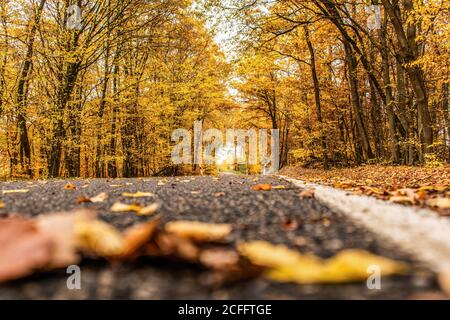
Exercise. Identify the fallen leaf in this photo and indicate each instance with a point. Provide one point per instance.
(100, 197)
(138, 194)
(137, 237)
(286, 265)
(82, 199)
(444, 282)
(23, 249)
(174, 247)
(440, 203)
(70, 186)
(262, 187)
(99, 238)
(308, 194)
(122, 207)
(402, 200)
(149, 210)
(219, 258)
(199, 231)
(60, 227)
(16, 191)
(290, 224)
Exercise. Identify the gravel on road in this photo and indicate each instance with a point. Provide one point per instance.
(254, 215)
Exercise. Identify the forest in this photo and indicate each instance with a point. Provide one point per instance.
(95, 88)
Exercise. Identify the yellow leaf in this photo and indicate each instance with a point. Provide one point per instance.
(402, 200)
(122, 207)
(15, 191)
(99, 237)
(99, 198)
(262, 187)
(138, 194)
(70, 186)
(149, 210)
(199, 231)
(440, 203)
(286, 265)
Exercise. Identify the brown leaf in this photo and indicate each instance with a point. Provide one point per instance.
(82, 199)
(23, 249)
(219, 258)
(439, 203)
(402, 200)
(99, 238)
(219, 194)
(149, 210)
(173, 247)
(444, 282)
(199, 231)
(60, 227)
(262, 187)
(70, 186)
(137, 237)
(290, 224)
(100, 197)
(15, 191)
(308, 194)
(122, 207)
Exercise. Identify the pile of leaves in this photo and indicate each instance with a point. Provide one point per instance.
(58, 240)
(425, 187)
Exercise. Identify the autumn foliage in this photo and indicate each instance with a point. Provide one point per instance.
(343, 84)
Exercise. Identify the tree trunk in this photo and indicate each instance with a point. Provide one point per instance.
(21, 97)
(356, 103)
(317, 100)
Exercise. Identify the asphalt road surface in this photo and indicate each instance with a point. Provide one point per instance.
(254, 216)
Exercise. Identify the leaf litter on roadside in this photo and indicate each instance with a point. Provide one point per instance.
(136, 208)
(285, 265)
(60, 239)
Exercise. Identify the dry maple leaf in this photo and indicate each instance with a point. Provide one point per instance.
(122, 207)
(444, 282)
(286, 265)
(262, 187)
(138, 194)
(100, 197)
(401, 200)
(136, 237)
(308, 194)
(290, 224)
(98, 237)
(70, 186)
(60, 227)
(439, 203)
(23, 249)
(219, 258)
(199, 231)
(82, 199)
(149, 210)
(173, 247)
(15, 191)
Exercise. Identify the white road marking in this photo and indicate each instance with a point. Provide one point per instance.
(420, 232)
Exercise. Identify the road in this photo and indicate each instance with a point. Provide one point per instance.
(254, 216)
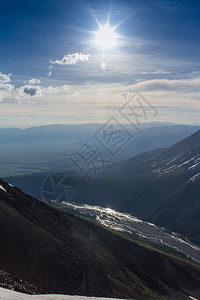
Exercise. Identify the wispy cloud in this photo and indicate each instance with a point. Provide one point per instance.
(71, 59)
(34, 81)
(191, 85)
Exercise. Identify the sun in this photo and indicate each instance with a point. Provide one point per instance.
(106, 37)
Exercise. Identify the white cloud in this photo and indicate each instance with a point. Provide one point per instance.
(34, 81)
(4, 78)
(5, 85)
(71, 59)
(28, 91)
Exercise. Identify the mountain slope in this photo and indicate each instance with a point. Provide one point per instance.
(165, 185)
(58, 252)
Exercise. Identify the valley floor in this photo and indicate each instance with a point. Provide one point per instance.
(11, 295)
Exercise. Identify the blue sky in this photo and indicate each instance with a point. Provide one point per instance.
(51, 70)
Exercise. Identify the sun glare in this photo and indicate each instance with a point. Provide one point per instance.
(106, 37)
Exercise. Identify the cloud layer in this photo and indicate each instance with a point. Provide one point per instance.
(71, 59)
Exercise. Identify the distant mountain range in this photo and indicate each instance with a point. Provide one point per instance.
(47, 148)
(161, 186)
(47, 250)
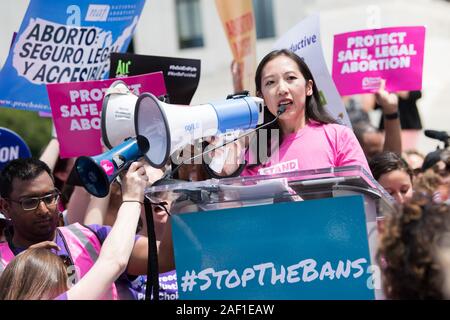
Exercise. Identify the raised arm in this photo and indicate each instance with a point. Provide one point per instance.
(392, 127)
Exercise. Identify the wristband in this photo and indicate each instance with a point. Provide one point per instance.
(391, 116)
(133, 201)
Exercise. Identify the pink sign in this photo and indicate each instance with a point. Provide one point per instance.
(76, 109)
(362, 58)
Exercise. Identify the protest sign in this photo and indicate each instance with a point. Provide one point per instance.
(239, 24)
(12, 147)
(59, 42)
(304, 40)
(76, 109)
(180, 75)
(362, 58)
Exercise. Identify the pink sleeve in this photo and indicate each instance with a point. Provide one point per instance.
(349, 151)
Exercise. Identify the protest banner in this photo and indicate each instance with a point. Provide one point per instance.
(304, 40)
(315, 249)
(362, 58)
(59, 42)
(180, 75)
(76, 109)
(239, 24)
(12, 147)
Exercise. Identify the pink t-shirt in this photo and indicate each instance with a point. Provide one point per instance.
(313, 147)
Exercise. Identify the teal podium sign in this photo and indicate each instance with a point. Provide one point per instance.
(315, 249)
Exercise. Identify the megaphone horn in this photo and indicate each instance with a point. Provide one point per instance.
(96, 173)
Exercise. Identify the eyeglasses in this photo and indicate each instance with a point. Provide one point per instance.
(33, 202)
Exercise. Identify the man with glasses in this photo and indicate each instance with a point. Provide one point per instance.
(29, 199)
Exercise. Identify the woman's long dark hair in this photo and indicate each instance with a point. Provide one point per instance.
(314, 109)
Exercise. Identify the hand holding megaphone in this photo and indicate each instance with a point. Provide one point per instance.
(224, 161)
(134, 182)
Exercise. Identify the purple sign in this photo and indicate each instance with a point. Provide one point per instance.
(362, 58)
(76, 109)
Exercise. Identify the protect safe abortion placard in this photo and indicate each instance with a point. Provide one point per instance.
(12, 147)
(315, 249)
(76, 109)
(64, 41)
(362, 58)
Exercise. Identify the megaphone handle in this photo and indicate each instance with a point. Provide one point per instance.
(217, 163)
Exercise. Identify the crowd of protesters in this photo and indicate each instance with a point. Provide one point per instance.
(105, 240)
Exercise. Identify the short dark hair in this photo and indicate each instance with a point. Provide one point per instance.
(22, 169)
(407, 251)
(386, 162)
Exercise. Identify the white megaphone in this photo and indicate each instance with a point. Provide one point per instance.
(170, 127)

_Short task_
Can you render every line of the items above as a numbered list, skipping blank lines and leaving the pictures out?

_Full answer_
1. Exercise. Identify the fallen leaf in this photo and indicate each instance with a point. Provide one point per instance.
2. (100, 197)
3. (138, 194)
4. (137, 237)
5. (286, 265)
6. (82, 199)
7. (444, 282)
8. (23, 249)
9. (174, 247)
10. (440, 203)
11. (70, 186)
12. (262, 187)
13. (99, 238)
14. (308, 194)
15. (122, 207)
16. (402, 200)
17. (149, 210)
18. (219, 258)
19. (199, 231)
20. (60, 227)
21. (16, 191)
22. (290, 224)
23. Exercise. Identify the gravel on road in this photo and indicate each instance with a point. Provide one point per instance.
24. (254, 215)
25. Exercise. Identify the forest in this photo and indicate each instance with a point. Provide one point per instance.
26. (95, 88)
27. Exercise. Identify the yellow leaf in this photo and indicate each instance with a point. Provide one point per instance.
28. (402, 200)
29. (122, 207)
30. (15, 191)
31. (99, 237)
32. (99, 198)
33. (262, 187)
34. (138, 194)
35. (70, 186)
36. (149, 210)
37. (199, 231)
38. (440, 203)
39. (286, 265)
40. Exercise. Identify the brown leaf in this photo and indicate each instance with a point. Provide one point per instance.
41. (82, 199)
42. (23, 249)
43. (219, 258)
44. (439, 203)
45. (402, 200)
46. (99, 238)
47. (219, 194)
48. (149, 210)
49. (173, 247)
50. (444, 282)
51. (199, 231)
52. (60, 227)
53. (262, 187)
54. (70, 186)
55. (137, 237)
56. (290, 224)
57. (100, 197)
58. (15, 191)
59. (308, 194)
60. (122, 207)
61. Exercise. Identify the pile of leaves in this photo and indicate each instance with a point. Provide one point per instance.
62. (58, 240)
63. (425, 187)
64. Exercise. Identify the autumn foliage in this photo and indicate each instance with a point. Provide one point per instance.
65. (343, 84)
66. Exercise. Identify the tree trunk in this photo and indicate each instance with a point. Provide one point per instance.
67. (21, 97)
68. (356, 103)
69. (317, 100)
70. Exercise. Identify the asphalt road surface in this photo and indicate each instance with a point. Provide one point per instance.
71. (254, 216)
72. Exercise. Identify the leaf litter on roadside in this photo and indicate each instance with a point. Provide one point per instance.
73. (136, 208)
74. (285, 265)
75. (60, 239)
76. Exercise. Identify the dry maple leaf in this photo and indicate each instance with a point. Provide one point per instance.
77. (122, 207)
78. (444, 282)
79. (286, 265)
80. (262, 187)
81. (138, 194)
82. (100, 197)
83. (401, 200)
84. (136, 237)
85. (308, 194)
86. (290, 224)
87. (98, 237)
88. (70, 186)
89. (60, 227)
90. (439, 203)
91. (23, 249)
92. (219, 258)
93. (199, 231)
94. (82, 199)
95. (149, 210)
96. (173, 247)
97. (15, 191)
98. Exercise. Identify the white road marking in this photo and indicate each instance with a point. Provide one point per instance.
99. (420, 232)
100. Exercise. Identify the road in this photo and indicate each instance with a point. Provide one point per instance.
101. (254, 216)
102. Exercise. Identify the wispy cloud in this photo and indicate each instance with a point. Provide one point per instance.
103. (71, 59)
104. (34, 81)
105. (191, 85)
106. Exercise. Identify the sun in this photo and indicate each instance with a point. Provide one point per instance.
107. (106, 37)
108. Exercise. Identify the white cloud in this photo and indicate each instance with a point. Provide one point per instance.
109. (34, 81)
110. (4, 78)
111. (5, 85)
112. (71, 59)
113. (28, 91)
114. Exercise. Identify the mountain slope in this photo and indicate each instance with a point. Provide one point per instance.
115. (165, 185)
116. (58, 252)
117. Exercise. Identify the valley floor in this photo and indicate each instance with a point. Provide one point per instance.
118. (11, 295)
119. Exercise. Identify the blue sky in this photo and indicate each instance with a point. Provide one point per instance.
120. (51, 70)
121. Exercise. Identify the sun glare in this photo and indicate each instance with a point. Provide one point per instance.
122. (106, 37)
123. Exercise. Identify the cloud layer in this photo and indicate each instance with a point. Provide one point per instance.
124. (71, 59)
125. Exercise. Identify the distant mountain range in this photo and indicate each instance with a point. Provide one point per instance.
126. (47, 148)
127. (161, 186)
128. (47, 250)
129. Exercise. Identify the raised arm in this photo and indicate each instance with a point. Provide one point per instance.
130. (392, 127)
131. Exercise. Identify the wristband in this photo and indicate each instance with a point. Provide one point per instance.
132. (391, 116)
133. (133, 201)
134. Exercise. Identify the pink sign in this photo and indicate each instance with a point. Provide one point per instance.
135. (76, 109)
136. (362, 58)
137. Exercise. Identify the protest sign in this photo and indicate each instance with a point. Provide one point per instance.
138. (239, 24)
139. (12, 147)
140. (59, 42)
141. (304, 40)
142. (76, 109)
143. (180, 75)
144. (362, 58)
145. Exercise. Identify the pink sleeve in this photo and indicate each instance with a point. Provide one point per instance.
146. (349, 151)
147. Exercise. Identify the protest banner in this photo and indicate each instance with a point. Provide one point per instance.
148. (304, 40)
149. (315, 249)
150. (362, 58)
151. (59, 42)
152. (180, 75)
153. (76, 109)
154. (239, 24)
155. (12, 147)
156. Exercise. Identify the pink t-shirt in this photo and indicate each instance with a point. Provide one point per instance.
157. (313, 147)
158. Exercise. Identify the teal podium sign in this photo and indicate each instance with a point. Provide one point per instance.
159. (315, 249)
160. Exercise. Identify the megaphone horn in this photo and indicate each instance with a point. Provide one point per instance.
161. (96, 173)
162. Exercise. Identify the eyeglasses in this photo and indicate each instance with a point. Provide one point per instance.
163. (33, 202)
164. Exercise. Identify the man with glasses in this photo and indicate each instance with a point. Provide one point per instance.
165. (29, 199)
166. Exercise. Identify the woman's long dark hair in this photo and indicate each instance with a point. Provide one point per instance.
167. (314, 109)
168. Exercise. Identify the hand holding megaphone in this photo and indicate each instance with a point. Provide one point per instance.
169. (224, 161)
170. (134, 182)
171. Exercise. Identify the purple sign in this photo and indicate each instance with a point. Provide one point per instance.
172. (362, 58)
173. (76, 109)
174. Exercise. Identify the protect safe abortion placard in this photo and indicate each instance with a point. Provide one point per instance.
175. (12, 147)
176. (315, 249)
177. (76, 109)
178. (64, 41)
179. (362, 58)
180. Exercise. Identify the megaphone handle in this photo and indicate each instance with a point. Provide one point per instance.
181. (217, 163)
182. Exercise. Identify the crowd of protesters in this photo and indicate each instance with a point. Provide one point per instance.
183. (105, 240)
184. Exercise. Identify the short dark hair in this photo and indicate each instance with a point. Provide one point per instance.
185. (22, 169)
186. (407, 251)
187. (386, 162)
188. Exercise. Identify the white megaphone in this photo and indicate each instance with a point. Provide one point per instance.
189. (170, 127)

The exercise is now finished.